▸ **EXERCISE**
Write out the lines of the material below as a numbered list, starting at the line containing "Target — green leaf" and ending at the line containing "[1122, 471]". Include both of those lines, leave out any blank lines, and list nothing else.

[Start of RECORDS FOR THE EXERCISE]

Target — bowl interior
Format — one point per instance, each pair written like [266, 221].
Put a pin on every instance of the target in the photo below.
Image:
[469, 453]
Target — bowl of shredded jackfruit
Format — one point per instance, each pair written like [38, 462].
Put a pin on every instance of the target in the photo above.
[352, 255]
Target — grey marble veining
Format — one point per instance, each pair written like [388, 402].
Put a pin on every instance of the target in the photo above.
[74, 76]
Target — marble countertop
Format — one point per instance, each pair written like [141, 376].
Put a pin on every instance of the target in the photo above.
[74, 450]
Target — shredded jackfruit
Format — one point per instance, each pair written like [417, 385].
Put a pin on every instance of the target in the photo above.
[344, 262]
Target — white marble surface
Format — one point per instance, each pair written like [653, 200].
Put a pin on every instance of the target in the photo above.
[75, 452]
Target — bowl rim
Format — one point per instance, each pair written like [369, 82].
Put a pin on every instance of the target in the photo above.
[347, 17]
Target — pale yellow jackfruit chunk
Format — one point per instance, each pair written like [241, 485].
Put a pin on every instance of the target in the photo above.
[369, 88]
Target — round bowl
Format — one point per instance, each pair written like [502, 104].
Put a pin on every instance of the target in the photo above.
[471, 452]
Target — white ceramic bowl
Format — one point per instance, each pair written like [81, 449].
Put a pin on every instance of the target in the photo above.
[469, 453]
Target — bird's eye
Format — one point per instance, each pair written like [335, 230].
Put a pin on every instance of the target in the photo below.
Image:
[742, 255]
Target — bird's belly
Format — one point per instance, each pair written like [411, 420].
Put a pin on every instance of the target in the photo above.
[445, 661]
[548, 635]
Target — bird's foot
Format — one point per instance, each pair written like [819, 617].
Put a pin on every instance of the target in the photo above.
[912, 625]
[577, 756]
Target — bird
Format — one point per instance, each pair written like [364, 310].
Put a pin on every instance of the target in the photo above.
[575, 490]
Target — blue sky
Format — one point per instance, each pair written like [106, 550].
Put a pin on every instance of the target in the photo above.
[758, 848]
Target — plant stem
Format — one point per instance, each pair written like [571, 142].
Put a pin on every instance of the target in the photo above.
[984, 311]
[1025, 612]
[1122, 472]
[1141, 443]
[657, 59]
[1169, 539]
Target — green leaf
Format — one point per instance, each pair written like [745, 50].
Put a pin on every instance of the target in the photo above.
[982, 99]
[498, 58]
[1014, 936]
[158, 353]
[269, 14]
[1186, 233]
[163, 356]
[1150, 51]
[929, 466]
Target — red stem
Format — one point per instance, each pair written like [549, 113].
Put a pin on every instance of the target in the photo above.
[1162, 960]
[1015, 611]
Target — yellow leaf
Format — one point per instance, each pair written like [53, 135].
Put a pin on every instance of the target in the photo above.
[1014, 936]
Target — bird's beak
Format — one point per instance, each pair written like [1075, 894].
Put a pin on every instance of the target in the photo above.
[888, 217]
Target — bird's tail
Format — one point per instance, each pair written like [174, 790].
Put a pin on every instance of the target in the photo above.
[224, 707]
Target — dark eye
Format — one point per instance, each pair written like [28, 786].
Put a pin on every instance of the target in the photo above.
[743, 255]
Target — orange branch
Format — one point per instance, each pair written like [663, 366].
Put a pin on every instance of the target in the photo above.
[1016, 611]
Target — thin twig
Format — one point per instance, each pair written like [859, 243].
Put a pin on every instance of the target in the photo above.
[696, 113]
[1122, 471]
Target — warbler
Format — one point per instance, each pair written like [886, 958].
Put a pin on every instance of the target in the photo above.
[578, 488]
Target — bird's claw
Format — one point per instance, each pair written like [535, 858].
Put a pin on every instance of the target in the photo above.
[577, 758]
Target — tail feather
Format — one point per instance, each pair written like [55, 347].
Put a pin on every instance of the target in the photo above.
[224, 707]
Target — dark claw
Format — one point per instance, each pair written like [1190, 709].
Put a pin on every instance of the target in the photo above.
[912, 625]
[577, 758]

[End of RECORDS FOR THE EXERCISE]

▸ **RESPONSE**
1. Target — green leaf
2. Format — one point per instance, each pair written like [745, 50].
3. Put a pin on every instance of the target in the photo above.
4. [982, 99]
5. [498, 58]
6. [1014, 936]
7. [158, 353]
8. [269, 14]
9. [1186, 233]
10. [163, 356]
11. [1150, 51]
12. [929, 466]
13. Target — red stem
14. Format — one point per instance, each pair written like [549, 113].
15. Put a pin on every instance of the target in the photo above.
16. [1162, 960]
17. [1015, 611]
18. Target — yellow leaf
19. Format — one point per instance, each pair written like [53, 135].
20. Put a pin on every instance of the target in the photo above.
21. [1014, 936]
22. Target — bird's beak
23. Format — one point per instance, each pair written like [1075, 894].
24. Put a pin on every instance of the target in the photo above.
25. [888, 217]
26. Target — bird's tail
27. Format — one point per instance, each pair written like [174, 790].
28. Put a pin on every instance of the target in the photo above.
29. [224, 707]
30. Target — dark eye
31. Format — one point per instance, each pair written like [28, 786].
32. Put a pin on every instance of the target in the photo above.
33. [743, 255]
34. Target — orange branch
35. Format — one point per instance, each pair written like [663, 366].
36. Put a pin on every instance of the target in the photo above.
37. [1016, 611]
38. Target — thin twig
39. Format — one point per instance, each pair written like [859, 243].
40. Put a pin on every instance of the target in the photo above.
41. [696, 113]
42. [1122, 471]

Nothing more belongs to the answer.